Output every one of the rows below verbatim, line for line, with no changes.

= INPUT MATERIAL =
──────────

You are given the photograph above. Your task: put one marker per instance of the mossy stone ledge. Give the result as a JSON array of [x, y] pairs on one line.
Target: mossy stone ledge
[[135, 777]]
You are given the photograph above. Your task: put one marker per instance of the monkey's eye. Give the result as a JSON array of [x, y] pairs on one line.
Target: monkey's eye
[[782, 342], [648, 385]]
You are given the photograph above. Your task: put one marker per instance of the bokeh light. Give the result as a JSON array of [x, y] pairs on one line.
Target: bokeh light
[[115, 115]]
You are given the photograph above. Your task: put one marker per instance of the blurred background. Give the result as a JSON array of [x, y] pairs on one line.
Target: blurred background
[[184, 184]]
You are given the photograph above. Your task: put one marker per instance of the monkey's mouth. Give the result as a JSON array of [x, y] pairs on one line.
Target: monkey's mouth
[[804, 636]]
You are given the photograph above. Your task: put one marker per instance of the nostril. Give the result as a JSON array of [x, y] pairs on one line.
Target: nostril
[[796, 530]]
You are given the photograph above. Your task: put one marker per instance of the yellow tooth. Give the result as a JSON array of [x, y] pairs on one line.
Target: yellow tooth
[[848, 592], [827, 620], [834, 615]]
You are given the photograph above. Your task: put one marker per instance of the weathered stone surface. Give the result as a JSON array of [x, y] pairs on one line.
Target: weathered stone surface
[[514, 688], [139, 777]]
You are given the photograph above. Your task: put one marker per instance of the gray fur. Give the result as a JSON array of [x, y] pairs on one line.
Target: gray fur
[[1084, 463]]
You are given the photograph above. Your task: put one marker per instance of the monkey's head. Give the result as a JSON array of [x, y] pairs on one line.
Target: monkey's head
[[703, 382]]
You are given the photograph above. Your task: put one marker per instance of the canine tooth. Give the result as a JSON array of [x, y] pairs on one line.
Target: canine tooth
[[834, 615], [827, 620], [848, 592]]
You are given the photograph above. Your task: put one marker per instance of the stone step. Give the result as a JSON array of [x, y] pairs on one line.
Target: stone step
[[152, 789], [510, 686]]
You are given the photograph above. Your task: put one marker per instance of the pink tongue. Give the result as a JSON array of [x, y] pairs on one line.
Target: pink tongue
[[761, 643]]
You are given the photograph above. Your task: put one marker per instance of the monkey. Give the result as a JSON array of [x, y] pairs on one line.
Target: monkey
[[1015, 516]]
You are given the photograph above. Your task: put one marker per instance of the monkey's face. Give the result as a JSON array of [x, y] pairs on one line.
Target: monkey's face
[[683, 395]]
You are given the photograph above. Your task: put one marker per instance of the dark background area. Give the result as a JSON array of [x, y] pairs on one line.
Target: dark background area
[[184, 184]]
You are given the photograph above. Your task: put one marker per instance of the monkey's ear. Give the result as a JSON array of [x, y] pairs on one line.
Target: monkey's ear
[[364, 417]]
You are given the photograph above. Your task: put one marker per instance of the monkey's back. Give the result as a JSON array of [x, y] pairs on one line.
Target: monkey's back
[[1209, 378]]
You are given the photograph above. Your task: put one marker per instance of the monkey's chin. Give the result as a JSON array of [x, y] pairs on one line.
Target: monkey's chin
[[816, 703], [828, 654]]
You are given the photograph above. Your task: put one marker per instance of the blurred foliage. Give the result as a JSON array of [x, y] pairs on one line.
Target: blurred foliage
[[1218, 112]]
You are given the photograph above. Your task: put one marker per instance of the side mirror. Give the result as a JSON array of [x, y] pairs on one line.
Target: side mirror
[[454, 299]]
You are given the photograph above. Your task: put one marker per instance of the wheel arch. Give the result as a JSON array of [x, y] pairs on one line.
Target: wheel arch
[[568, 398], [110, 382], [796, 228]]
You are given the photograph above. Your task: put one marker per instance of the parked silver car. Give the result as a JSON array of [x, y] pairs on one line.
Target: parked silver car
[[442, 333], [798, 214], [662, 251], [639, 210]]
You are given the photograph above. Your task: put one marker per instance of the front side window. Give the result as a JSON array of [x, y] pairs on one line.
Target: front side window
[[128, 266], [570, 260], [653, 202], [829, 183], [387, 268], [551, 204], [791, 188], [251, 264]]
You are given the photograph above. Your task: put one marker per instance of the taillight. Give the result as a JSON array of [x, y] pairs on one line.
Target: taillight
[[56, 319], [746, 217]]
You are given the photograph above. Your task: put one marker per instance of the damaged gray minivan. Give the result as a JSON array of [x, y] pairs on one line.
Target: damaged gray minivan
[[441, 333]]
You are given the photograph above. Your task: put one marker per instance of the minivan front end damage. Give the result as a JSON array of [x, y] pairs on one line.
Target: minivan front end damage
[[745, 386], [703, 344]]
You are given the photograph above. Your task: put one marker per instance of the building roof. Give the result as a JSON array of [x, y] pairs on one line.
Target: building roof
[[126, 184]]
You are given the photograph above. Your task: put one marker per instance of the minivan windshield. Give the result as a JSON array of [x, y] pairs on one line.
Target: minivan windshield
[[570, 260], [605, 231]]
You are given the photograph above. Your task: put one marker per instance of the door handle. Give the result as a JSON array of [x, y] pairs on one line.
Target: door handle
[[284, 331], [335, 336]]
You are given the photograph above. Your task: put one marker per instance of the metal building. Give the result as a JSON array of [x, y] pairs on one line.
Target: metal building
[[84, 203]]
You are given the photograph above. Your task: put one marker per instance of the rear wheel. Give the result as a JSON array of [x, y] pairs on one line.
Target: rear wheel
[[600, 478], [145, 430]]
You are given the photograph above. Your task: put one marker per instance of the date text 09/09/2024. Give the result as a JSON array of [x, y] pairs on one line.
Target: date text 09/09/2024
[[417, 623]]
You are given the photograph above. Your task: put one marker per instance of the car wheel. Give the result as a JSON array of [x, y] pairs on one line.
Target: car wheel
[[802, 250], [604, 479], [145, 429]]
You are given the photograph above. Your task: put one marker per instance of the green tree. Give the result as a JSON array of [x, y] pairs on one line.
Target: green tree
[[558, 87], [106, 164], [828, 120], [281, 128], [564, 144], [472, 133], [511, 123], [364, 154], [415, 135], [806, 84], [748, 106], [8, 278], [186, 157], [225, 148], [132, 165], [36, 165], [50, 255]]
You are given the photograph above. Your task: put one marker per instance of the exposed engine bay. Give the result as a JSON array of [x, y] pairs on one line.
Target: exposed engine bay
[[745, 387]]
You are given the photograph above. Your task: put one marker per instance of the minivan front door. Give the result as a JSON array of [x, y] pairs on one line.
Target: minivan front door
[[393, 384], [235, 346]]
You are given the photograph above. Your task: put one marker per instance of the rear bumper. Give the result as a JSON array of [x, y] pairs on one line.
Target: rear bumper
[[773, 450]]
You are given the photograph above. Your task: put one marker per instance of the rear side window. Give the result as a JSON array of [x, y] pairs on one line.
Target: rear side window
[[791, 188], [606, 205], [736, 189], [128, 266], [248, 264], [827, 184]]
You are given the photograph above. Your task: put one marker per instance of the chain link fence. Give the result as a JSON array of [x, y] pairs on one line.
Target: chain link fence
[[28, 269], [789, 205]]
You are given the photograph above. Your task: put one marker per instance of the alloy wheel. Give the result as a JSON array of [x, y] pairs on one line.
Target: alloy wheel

──────────

= RESPONSE TO THIS EXERCISE =
You are given the photograph above. Your task: put one marker per instance of the mossy stone ledge. Give the result as a JSON array of [x, y] pairs on one line.
Target: mossy stone ledge
[[135, 777]]
You are given the photograph above. Your task: put one marker per instance of the monkey's eye. Give the result as a JSON array of [x, y] pairs on one line.
Target: monkey's eye
[[782, 342], [648, 385]]
You are given the photograph above. Your task: put one marker per instance of the bokeh light. Give the result as a JSON array of [x, y] pairs on one line.
Target: bokeh light
[[115, 115]]
You are given the photograph above. Your task: put one marker per instance of the blurred background. Give the result as a JSON array of [x, y] pairs on one line.
Target: blurred background
[[184, 184]]
You are given the photograph above. Your task: put one marker per instance of the monkey's mouth. Give the result as a JSON array of [x, y] pairs on one line.
Target: monkey's mouth
[[804, 636]]
You are given the photograph above. Your task: put one marker per instance of the nostril. Give the result as a JSON array of [x, y] pairs on one line.
Target: nostril
[[796, 530]]
You are given the photograph above. Your task: put one marker per instance of the yellow tooth. Give the result as a JSON array of [x, y] pairs on one line.
Target: yellow tooth
[[848, 592], [827, 620], [834, 615]]
You are given the photograph above. Your task: put one marker per instance of the weathered stone surface. Give the result as a JSON array of [x, y] pairs on one line.
Target: weathered stone surface
[[514, 688], [139, 777]]
You are given the photograph above. Your task: put one marker per instance of the gray fur. Give the result as a JSON array of [x, y] pairs on one line.
Target: gray fur
[[1084, 463]]
You are given the photograph above. Your task: put one marker per instance of the monkey's head. Give the result as a JSON array of [x, y] pairs on one line.
Target: monkey's head
[[703, 382]]
You are given the photograph above. Your task: put one marker per instance of the canine tooth. Give the result as a JSON array of [x, y] pairs on one line.
Target: canine tooth
[[834, 615], [827, 620], [848, 592]]
You are given the photograph above. Your task: put one marker per instance of the stone step. Give the result as a JSON array of [x, y] pairs on one line.
Target: stone step
[[152, 789], [510, 686]]
You are given the photograph above. Your task: put one marker per instance of the pink tongue. Give the result as a JSON array of [x, y] pairs on one line.
Target: pink tongue
[[761, 643]]
You are given the photograph above. Your task: put one marker per instance of the monkey. Give the result as a JSON array of [x, y] pairs on one line.
Target: monkey
[[1015, 516]]
You are given the photograph above. Your task: put one marker per instance of the monkey's face. Give the result as a JSON array of [x, y] pairs on one line.
Target: monkey's face
[[683, 395]]
You are given the photograph above. Your task: put one marker per instance of the dark background area. Give the result as a JSON array of [x, y] pairs on one line.
Target: dark background area
[[184, 184]]
You are given the photograph above. Your task: put one marker per instance of the monkey's ear. Give the result as a JSON array of [x, y] pairs on one line.
Target: monkey's ear
[[364, 417]]
You are given the photograph above. Your task: put one marker per instance of the monkey's back. Give the result as a JSON array of [x, y] pairs on one line.
Target: monkey's back
[[1209, 378]]
You are given the photograph above. Your task: put one marker per instance of the monkey's chin. Give the result as a JSON array of [x, y] pairs on one line.
Target: monkey's chin
[[816, 703], [828, 654]]
You are given the photograph above. Your task: put one marker per instance of the blurred foliage. Give the result as a JSON array of [x, y] pairs on one line.
Target: blurred foliage
[[1218, 112]]
You are given the photograph above. Your task: put one marker per instance of the side mirror. Give the result as a JSON array of [x, y] pairs on one line.
Target: side mirror
[[454, 299]]
You are given the photograph above. Your task: put one marker per instance of the wheel arch. Give the result as a JSON array of [x, y] pairs on one line.
Target: wheel arch
[[568, 398], [110, 382], [796, 228]]
You are given the photograph above. Your task: put one marker per instance of the parked silver car. Give the result as a JSON array of [x, y] pairs on one line.
Target: parked silver car
[[442, 333], [798, 214], [662, 251], [639, 210]]
You are given the photograph above. Your task: put one marker per instance of the front side window. Give the result as a JSON array of [x, y] pairs on one line.
Target: front side window
[[128, 266], [570, 260], [653, 202], [829, 183], [387, 268], [551, 204], [791, 188], [251, 264]]
You are given the photograph above. Your task: put one marker per instance of the taillight. Give the result as a JSON array of [x, y] pairs on one line.
Target: taillight
[[56, 319], [746, 217]]
You are given the photograph above. Your task: put one marker per instance of the damaged gray minivan. Give the result as a JSON array of [x, y] pairs on one line.
Target: damaged gray minivan
[[441, 333]]
You are given the photograph above. Your task: put one marker per instance of the minivan front end damage. Give the result as a JSON array of [x, y] pairs on one line.
Target: minivan front end damage
[[745, 386], [703, 344]]
You are given the photograph above. Your task: put one marker per instance of the building roof. Give the result as a JSON array of [x, y] pairs on one line.
Target: building roof
[[126, 184]]
You are given the photograph above. Your task: put one marker per instance of the minivan windshield. Give the result as a JSON array of [x, y] pairs on one line.
Target: minivan windshield
[[570, 260], [605, 231]]
You are given the photograph above. Your task: put one marker per instance of the door handle. Give the result as a JSON array of [x, y] pairs on one line.
Target: door handle
[[284, 331], [335, 336]]
You are given the photograph above. Your task: put one marker per instance of the metal building. Give the result as a JSON array of [x, y] pairs on one line.
Target: metal building
[[84, 203]]
You are given the photograph above. Your task: put one marker per instance of the rear wheel. Give the result as a JSON array of [x, y] pairs on one line.
Target: rear wheel
[[600, 478], [145, 430]]
You are given the photograph above. Your task: put one marker per instance of the date text 09/09/2024. Give the result as a JSON array of [x, y] pairs on one line.
Target: date text 09/09/2024
[[417, 623]]
You are given the photograph above. Your task: put one marker per instance of the car wheel. Give the result as a JSON array of [x, y] pairs on one line.
Target: car wheel
[[802, 250], [604, 479], [145, 429]]
You are given the photograph above. Your task: put one marker per instance of the green tree. Give the result as a JSON array of [x, y] pairs on one line.
Target: green tree
[[558, 87], [106, 164], [828, 120], [281, 128], [564, 144], [472, 133], [511, 123], [364, 154], [415, 135], [806, 84], [748, 106], [8, 278], [186, 157], [225, 148], [132, 165], [36, 165], [50, 255]]
You are given the photograph above. Your task: put one marker per instance of the exposed engine bay. Give the result as a JSON array of [x, y] pairs on one line.
Target: exposed engine bay
[[745, 387]]
You are given the photograph above. Your task: put one marker per instance of the minivan front door. Give the result as a JSON array of [x, y] pairs on one line.
Target: minivan front door
[[393, 384], [235, 346]]
You are given the photograph above. Your task: put one marker per instance of the rear bumper. Give the result as a JSON array of [x, y] pairs on one line.
Target: rear bumper
[[773, 450]]
You are given the photograph above. Your task: put one marker per instance of the rear side window. Give the result as a JSON array of [x, y] pairs on one line.
Target: rear side window
[[791, 188], [606, 205], [736, 189], [128, 266], [248, 264], [827, 184]]
You are given the photograph above. Your task: put one marker per instance of the chain link fence. Give the result as a JSON array of [x, y] pairs on one line.
Target: chain link fence
[[28, 269], [789, 205]]
You are given the photograph above. Your task: put one marker per instance of the alloy wheel. Give the result as a JSON array of [x, y] pairs on one line.
Target: alloy wheel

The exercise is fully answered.